Selection –
------------------------------------------------

Submit Structures to MPComplete

This notebook documents the process of

  1. Taking and validating a collection of CIFs (e.g. in a ZIP file), creating pymatgen Structure objects
  2. Filtering for structures that are submittable to MP (e.g. they are not duplicates)
  3. Taking and validating common metadata for the structures (authors, references, etc.)
  4. Submitting the resulting StructureNL objects to MP-Complete via the pymatgen MPRester

Taking and validating a collection of CIFs

We first need a filename for the ZIP archive.


In [ ]:
zipfilename = '/Users/dwinston/Dropbox/best/structures/ever.zip'

Let's create a list of structures from the ZIP archive's CIF files. Anything invalid about the ZIP archive or CIF files will raise an exception here.

------------------------------------------------

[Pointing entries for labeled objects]

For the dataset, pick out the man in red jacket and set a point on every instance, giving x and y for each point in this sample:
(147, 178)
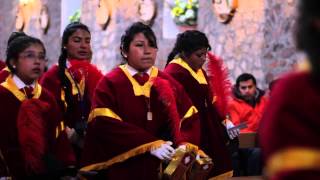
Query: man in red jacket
(247, 106)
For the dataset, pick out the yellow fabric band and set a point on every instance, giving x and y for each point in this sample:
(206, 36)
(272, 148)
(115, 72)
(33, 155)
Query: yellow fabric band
(291, 159)
(124, 156)
(103, 112)
(137, 88)
(199, 76)
(223, 176)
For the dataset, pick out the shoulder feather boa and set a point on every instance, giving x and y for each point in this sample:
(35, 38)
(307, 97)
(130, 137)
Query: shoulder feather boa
(219, 83)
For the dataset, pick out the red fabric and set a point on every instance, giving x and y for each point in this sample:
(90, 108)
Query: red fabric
(141, 78)
(28, 91)
(108, 137)
(241, 112)
(3, 75)
(2, 64)
(9, 131)
(31, 131)
(292, 120)
(51, 81)
(219, 83)
(210, 129)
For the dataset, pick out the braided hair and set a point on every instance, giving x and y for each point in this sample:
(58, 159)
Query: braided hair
(69, 30)
(187, 43)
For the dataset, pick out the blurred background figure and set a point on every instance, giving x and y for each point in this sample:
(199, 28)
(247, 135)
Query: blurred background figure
(289, 131)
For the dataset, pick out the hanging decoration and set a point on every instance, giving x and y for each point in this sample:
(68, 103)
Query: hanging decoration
(147, 11)
(103, 13)
(185, 12)
(224, 9)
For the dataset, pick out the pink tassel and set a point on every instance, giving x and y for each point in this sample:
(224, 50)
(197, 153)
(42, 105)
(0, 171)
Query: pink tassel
(219, 83)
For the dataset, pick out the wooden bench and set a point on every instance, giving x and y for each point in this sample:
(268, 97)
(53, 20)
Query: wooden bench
(248, 140)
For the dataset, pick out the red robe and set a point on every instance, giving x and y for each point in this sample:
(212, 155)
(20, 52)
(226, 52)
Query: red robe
(289, 130)
(17, 154)
(2, 65)
(120, 138)
(50, 80)
(212, 137)
(4, 73)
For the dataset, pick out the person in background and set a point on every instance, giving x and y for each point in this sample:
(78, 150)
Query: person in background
(247, 106)
(135, 122)
(185, 65)
(5, 71)
(292, 119)
(73, 80)
(30, 119)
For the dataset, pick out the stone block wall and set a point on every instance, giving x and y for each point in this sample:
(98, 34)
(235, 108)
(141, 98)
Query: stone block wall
(258, 40)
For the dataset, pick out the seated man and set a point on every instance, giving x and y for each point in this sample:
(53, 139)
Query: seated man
(247, 106)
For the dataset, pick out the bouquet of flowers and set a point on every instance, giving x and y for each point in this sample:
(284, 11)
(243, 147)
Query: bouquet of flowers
(185, 12)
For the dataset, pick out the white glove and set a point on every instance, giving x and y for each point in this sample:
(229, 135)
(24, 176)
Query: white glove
(164, 152)
(232, 132)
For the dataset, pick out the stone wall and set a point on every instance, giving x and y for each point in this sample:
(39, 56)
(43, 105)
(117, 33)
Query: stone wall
(8, 9)
(279, 53)
(106, 43)
(258, 40)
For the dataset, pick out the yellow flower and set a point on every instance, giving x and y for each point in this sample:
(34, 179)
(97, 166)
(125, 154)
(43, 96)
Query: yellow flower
(176, 11)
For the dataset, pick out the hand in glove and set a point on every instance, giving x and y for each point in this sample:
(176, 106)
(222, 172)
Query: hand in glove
(164, 152)
(232, 132)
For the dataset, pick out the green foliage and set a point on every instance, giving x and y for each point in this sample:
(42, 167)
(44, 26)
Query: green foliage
(185, 12)
(75, 17)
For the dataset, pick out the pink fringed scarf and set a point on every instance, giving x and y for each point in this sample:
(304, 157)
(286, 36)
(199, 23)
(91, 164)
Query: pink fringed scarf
(219, 83)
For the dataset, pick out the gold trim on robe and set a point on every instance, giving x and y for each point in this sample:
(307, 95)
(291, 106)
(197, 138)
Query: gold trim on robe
(291, 159)
(103, 112)
(199, 76)
(12, 87)
(223, 176)
(137, 88)
(124, 156)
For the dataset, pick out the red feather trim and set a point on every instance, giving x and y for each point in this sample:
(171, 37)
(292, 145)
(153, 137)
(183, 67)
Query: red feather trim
(91, 73)
(31, 132)
(219, 83)
(168, 97)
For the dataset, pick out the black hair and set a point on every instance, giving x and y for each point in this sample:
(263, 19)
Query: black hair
(66, 85)
(17, 45)
(308, 31)
(245, 77)
(189, 42)
(135, 28)
(14, 35)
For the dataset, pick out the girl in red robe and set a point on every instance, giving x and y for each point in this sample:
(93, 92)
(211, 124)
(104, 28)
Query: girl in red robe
(30, 119)
(135, 120)
(185, 65)
(73, 80)
(5, 71)
(289, 130)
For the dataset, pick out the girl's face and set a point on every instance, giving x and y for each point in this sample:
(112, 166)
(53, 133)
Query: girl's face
(30, 63)
(141, 54)
(197, 58)
(78, 45)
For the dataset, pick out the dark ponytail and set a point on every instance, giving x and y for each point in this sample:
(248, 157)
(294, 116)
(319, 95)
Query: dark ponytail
(66, 85)
(187, 43)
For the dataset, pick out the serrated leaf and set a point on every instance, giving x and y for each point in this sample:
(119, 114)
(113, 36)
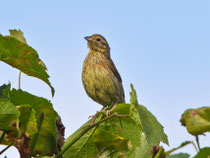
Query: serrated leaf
(152, 129)
(4, 91)
(119, 137)
(203, 153)
(9, 114)
(18, 34)
(125, 139)
(28, 122)
(47, 140)
(197, 121)
(23, 57)
(179, 155)
(133, 96)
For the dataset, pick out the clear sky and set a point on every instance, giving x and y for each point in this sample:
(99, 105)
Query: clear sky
(162, 47)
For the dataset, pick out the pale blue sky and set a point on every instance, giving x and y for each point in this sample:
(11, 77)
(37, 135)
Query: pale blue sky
(162, 47)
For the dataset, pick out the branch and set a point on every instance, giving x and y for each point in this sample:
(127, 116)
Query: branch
(1, 152)
(2, 136)
(33, 144)
(159, 153)
(87, 129)
(197, 141)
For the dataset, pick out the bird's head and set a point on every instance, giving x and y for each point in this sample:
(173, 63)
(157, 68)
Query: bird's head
(98, 43)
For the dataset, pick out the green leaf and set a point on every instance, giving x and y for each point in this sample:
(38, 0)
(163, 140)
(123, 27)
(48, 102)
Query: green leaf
(18, 34)
(203, 153)
(112, 138)
(9, 114)
(128, 136)
(179, 155)
(28, 124)
(47, 140)
(4, 91)
(197, 121)
(133, 96)
(151, 127)
(23, 57)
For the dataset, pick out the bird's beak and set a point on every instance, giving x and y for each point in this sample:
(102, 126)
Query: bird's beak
(88, 38)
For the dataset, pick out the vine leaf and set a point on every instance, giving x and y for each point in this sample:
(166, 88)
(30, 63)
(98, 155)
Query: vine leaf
(20, 116)
(118, 137)
(9, 114)
(151, 127)
(15, 52)
(197, 121)
(47, 141)
(179, 155)
(204, 152)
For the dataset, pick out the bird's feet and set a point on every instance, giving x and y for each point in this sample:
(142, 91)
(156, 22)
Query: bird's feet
(108, 112)
(93, 118)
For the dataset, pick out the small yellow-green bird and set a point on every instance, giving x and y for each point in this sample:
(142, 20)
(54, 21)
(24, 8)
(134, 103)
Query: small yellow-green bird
(101, 80)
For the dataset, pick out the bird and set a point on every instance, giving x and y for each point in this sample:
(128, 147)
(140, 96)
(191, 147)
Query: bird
(100, 77)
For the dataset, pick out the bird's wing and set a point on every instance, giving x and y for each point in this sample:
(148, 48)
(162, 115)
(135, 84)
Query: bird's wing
(114, 70)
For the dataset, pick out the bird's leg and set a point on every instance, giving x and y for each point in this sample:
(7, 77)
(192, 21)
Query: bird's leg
(109, 111)
(93, 117)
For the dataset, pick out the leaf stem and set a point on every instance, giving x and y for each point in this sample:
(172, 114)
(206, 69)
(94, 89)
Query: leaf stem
(159, 153)
(197, 141)
(181, 146)
(87, 129)
(2, 136)
(33, 144)
(1, 152)
(19, 79)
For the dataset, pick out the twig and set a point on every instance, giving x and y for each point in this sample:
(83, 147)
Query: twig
(181, 146)
(2, 136)
(33, 144)
(87, 129)
(159, 153)
(19, 78)
(1, 152)
(197, 141)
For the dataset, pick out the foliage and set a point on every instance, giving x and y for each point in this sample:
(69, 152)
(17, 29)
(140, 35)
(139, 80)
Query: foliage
(31, 124)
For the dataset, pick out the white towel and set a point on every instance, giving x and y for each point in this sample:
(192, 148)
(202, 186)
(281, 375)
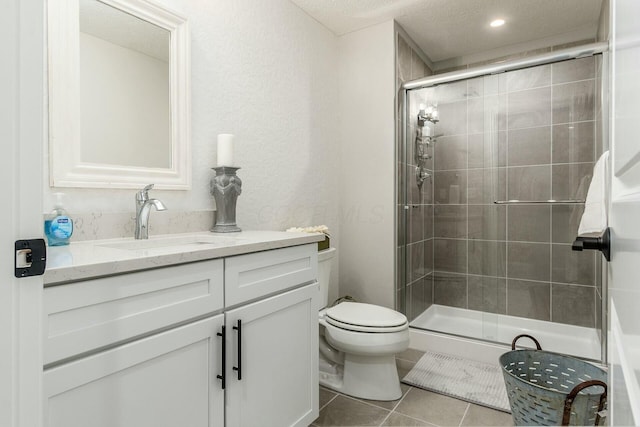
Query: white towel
(594, 218)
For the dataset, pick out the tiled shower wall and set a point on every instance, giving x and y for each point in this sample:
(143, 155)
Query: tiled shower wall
(414, 287)
(530, 134)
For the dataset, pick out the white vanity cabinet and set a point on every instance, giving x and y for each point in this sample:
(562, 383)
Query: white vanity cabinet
(272, 343)
(146, 348)
(165, 380)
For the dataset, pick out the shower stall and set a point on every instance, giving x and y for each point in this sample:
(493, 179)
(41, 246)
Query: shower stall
(494, 167)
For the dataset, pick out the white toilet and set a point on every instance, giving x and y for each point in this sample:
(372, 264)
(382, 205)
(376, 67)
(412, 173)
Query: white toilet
(358, 343)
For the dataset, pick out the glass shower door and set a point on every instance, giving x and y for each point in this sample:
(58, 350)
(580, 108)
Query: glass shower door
(488, 270)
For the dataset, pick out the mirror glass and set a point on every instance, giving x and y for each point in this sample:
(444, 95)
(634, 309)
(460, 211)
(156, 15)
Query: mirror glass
(125, 116)
(118, 95)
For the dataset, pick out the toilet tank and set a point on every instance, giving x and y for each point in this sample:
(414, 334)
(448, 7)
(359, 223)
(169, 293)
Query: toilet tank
(325, 259)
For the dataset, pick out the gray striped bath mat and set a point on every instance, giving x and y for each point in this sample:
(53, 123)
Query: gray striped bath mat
(475, 382)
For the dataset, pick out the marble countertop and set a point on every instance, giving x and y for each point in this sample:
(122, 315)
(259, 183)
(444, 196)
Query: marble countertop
(95, 258)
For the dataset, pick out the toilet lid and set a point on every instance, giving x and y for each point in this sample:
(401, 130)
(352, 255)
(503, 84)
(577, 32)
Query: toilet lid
(365, 317)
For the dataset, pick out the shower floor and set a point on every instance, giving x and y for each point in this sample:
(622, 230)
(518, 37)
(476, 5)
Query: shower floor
(567, 339)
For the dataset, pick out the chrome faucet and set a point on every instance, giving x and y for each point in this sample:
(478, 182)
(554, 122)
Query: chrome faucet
(143, 208)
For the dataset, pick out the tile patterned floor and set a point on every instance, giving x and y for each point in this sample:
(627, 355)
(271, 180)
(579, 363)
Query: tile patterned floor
(416, 407)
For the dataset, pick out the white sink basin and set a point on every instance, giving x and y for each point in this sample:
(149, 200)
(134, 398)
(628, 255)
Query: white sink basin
(183, 242)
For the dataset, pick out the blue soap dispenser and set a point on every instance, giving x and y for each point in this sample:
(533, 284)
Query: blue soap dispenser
(58, 227)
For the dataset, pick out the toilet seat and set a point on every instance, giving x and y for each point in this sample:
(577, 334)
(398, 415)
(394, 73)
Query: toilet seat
(361, 317)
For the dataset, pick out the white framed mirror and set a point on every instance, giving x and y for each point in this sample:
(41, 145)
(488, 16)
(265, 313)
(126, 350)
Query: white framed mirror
(118, 95)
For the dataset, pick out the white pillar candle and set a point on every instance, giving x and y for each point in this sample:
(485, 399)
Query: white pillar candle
(225, 149)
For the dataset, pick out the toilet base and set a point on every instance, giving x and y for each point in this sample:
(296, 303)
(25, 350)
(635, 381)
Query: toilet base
(365, 377)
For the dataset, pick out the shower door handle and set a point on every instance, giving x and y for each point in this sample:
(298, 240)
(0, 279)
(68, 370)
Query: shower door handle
(238, 368)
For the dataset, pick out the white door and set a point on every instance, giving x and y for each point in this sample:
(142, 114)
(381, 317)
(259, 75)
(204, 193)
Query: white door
(21, 140)
(165, 380)
(277, 381)
(624, 269)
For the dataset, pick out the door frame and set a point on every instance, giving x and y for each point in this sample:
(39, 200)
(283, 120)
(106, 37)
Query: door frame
(21, 168)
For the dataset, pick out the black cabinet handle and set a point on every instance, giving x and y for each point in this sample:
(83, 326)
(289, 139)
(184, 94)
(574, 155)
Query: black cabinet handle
(224, 356)
(239, 367)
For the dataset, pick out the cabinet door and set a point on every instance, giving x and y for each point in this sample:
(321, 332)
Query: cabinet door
(278, 361)
(165, 380)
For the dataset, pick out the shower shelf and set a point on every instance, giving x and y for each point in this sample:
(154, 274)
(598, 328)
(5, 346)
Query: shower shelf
(525, 202)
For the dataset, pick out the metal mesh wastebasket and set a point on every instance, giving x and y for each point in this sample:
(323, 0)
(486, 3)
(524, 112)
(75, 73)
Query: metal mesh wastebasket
(547, 388)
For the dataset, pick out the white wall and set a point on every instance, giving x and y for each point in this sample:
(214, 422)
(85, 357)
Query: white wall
(366, 88)
(266, 72)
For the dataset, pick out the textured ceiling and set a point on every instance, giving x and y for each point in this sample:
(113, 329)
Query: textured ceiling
(446, 29)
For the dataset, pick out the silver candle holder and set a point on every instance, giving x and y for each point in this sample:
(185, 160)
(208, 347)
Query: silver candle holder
(225, 188)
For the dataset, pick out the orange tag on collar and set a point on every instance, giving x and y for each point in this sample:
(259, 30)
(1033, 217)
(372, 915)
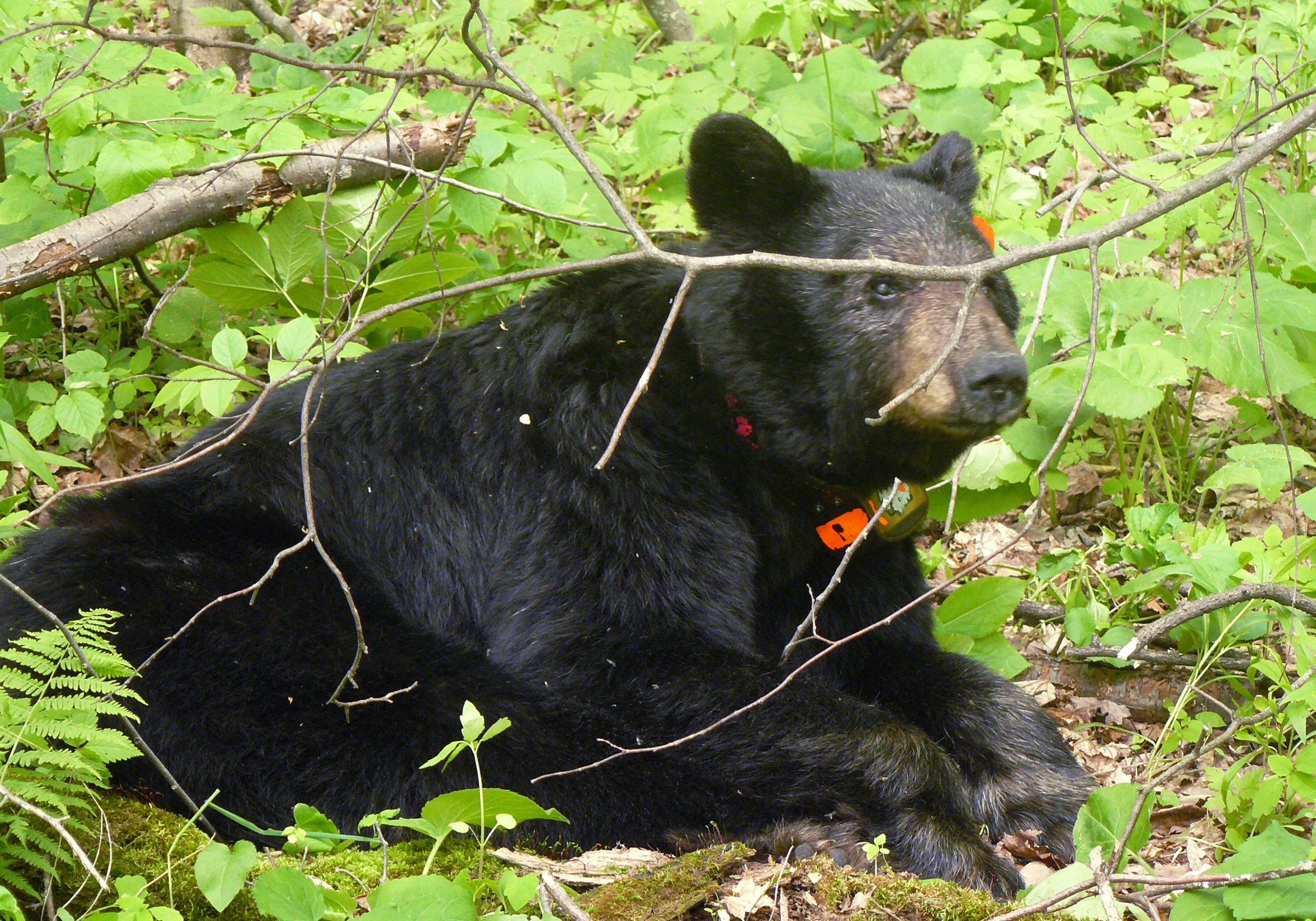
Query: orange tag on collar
(841, 531)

------------------------------------------------

Work to do –
1. In the MPComplete notebook, what is used to submit the StructureNL objects to MP-Complete?
2. Print the stretch of the MPComplete notebook from "Submit Structures to" through "(authors, references, etc.)".
Work only from the MPComplete notebook above, and ignore the lines.

Answers for this exercise –
1. The pymatgen MPRester.

2.
Submit Structures to MPComplete

This notebook documents the process of

  1. Taking and validating a collection of CIFs (e.g. in a ZIP file), creating pymatgen Structure objects
  2. Filtering for structures that are submittable to MP (e.g. they are not duplicates)
  3. Taking and validating common metadata for the structures (authors, references, etc.)